Exercise :: Copy every line from the start of the records through the line with "[538,735,595,794]", requests included, and multiply each bounding box coordinate in the answers by 0.5, rounding to whole numbers with halves going up. Change no other numbers, and give only those lines.
## START Available data
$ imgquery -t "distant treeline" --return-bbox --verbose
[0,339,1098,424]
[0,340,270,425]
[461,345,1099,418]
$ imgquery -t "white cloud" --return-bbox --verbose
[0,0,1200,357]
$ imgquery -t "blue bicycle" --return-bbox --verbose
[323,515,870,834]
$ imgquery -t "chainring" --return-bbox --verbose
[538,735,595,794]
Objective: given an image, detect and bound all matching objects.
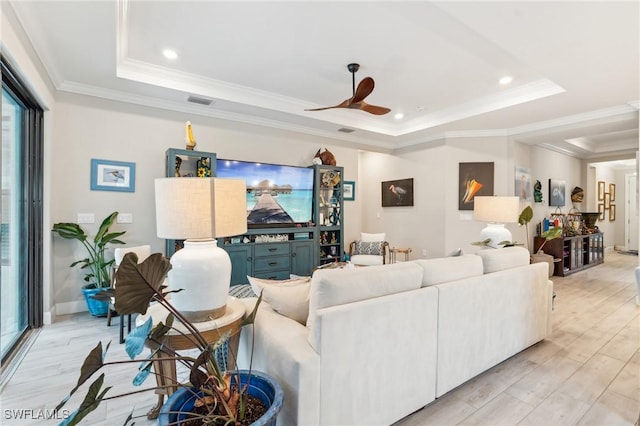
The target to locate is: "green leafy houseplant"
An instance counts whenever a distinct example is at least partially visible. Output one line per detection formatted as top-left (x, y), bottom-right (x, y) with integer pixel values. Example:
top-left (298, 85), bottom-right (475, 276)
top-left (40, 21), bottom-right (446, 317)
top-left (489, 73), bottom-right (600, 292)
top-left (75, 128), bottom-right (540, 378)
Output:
top-left (56, 253), bottom-right (281, 426)
top-left (52, 212), bottom-right (126, 288)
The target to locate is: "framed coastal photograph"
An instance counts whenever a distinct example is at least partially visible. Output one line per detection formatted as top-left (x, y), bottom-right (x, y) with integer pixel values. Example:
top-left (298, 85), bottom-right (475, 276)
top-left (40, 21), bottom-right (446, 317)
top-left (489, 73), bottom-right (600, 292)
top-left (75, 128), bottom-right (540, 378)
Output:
top-left (458, 162), bottom-right (494, 210)
top-left (342, 180), bottom-right (356, 201)
top-left (91, 158), bottom-right (136, 192)
top-left (513, 166), bottom-right (533, 201)
top-left (382, 178), bottom-right (413, 207)
top-left (549, 179), bottom-right (566, 207)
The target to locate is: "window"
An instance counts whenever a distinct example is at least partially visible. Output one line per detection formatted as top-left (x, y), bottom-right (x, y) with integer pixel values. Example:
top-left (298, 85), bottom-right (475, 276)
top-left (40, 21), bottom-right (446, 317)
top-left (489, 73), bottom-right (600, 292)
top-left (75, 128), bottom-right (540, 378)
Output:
## END Available data
Result of the exercise ::
$ imgquery -t "distant treeline" --return-bbox --verbose
[0,170,549,212]
[0,170,135,213]
[231,173,550,209]
$ imgquery -t "white cloud" --return-bbox --verbose
[0,0,600,179]
$ imgquery -t "blue bicycle" --return-bbox --verbose
[162,258,435,417]
$ imgquery -t "chainring" --return-bbox --verbose
[269,368,298,397]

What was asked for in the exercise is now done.